> Your task:
Count the lines in the entries below that contain the string "grass", treating uppercase and lowercase as different. Reply with the number alone.

---------- Material provided ----------

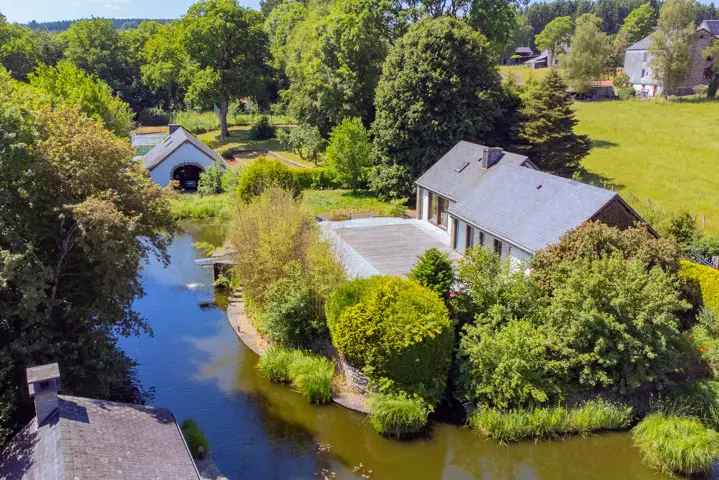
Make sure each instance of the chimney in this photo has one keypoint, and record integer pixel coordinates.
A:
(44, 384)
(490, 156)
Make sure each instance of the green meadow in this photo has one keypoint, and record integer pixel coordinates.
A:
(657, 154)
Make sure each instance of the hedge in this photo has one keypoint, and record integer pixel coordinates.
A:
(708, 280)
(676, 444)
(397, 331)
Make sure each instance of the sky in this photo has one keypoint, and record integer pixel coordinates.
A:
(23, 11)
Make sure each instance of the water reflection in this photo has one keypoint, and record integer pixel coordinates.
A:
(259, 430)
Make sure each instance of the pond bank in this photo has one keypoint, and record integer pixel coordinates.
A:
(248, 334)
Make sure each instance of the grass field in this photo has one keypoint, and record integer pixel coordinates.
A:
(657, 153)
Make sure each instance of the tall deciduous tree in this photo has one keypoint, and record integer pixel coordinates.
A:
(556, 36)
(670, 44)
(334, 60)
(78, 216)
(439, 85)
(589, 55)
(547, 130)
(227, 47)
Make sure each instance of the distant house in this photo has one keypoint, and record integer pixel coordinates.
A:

----------
---------- Material provided ----------

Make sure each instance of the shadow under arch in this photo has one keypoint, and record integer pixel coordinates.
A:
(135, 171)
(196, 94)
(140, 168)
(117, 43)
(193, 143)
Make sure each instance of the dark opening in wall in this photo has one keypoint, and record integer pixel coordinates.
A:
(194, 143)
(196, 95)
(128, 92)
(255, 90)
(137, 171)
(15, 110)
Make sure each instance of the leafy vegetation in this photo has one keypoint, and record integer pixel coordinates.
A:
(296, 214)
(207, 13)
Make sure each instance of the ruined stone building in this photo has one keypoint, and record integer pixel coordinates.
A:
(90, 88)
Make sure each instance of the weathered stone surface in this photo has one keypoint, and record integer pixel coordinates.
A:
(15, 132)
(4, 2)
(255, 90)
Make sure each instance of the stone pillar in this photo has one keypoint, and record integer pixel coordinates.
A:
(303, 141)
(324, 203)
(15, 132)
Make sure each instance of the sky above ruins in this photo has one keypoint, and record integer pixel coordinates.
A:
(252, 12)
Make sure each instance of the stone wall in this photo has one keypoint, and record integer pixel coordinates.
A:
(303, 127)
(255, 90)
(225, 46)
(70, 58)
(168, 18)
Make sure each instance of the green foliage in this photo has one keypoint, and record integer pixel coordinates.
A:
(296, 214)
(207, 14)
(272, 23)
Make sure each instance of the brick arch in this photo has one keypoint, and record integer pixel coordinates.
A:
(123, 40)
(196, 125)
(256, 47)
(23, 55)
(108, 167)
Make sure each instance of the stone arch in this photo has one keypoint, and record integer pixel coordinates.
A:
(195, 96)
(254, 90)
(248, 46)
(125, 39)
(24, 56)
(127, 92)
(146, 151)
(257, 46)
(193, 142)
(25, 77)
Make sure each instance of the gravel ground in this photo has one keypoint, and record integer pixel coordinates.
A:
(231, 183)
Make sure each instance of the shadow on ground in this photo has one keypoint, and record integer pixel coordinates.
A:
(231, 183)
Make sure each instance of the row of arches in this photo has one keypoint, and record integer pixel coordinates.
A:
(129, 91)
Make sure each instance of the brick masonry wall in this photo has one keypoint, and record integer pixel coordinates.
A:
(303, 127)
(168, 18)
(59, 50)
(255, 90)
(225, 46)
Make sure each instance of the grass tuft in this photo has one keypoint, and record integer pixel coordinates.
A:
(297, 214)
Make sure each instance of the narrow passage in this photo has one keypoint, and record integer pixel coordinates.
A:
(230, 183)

----------

> Answer in full:
2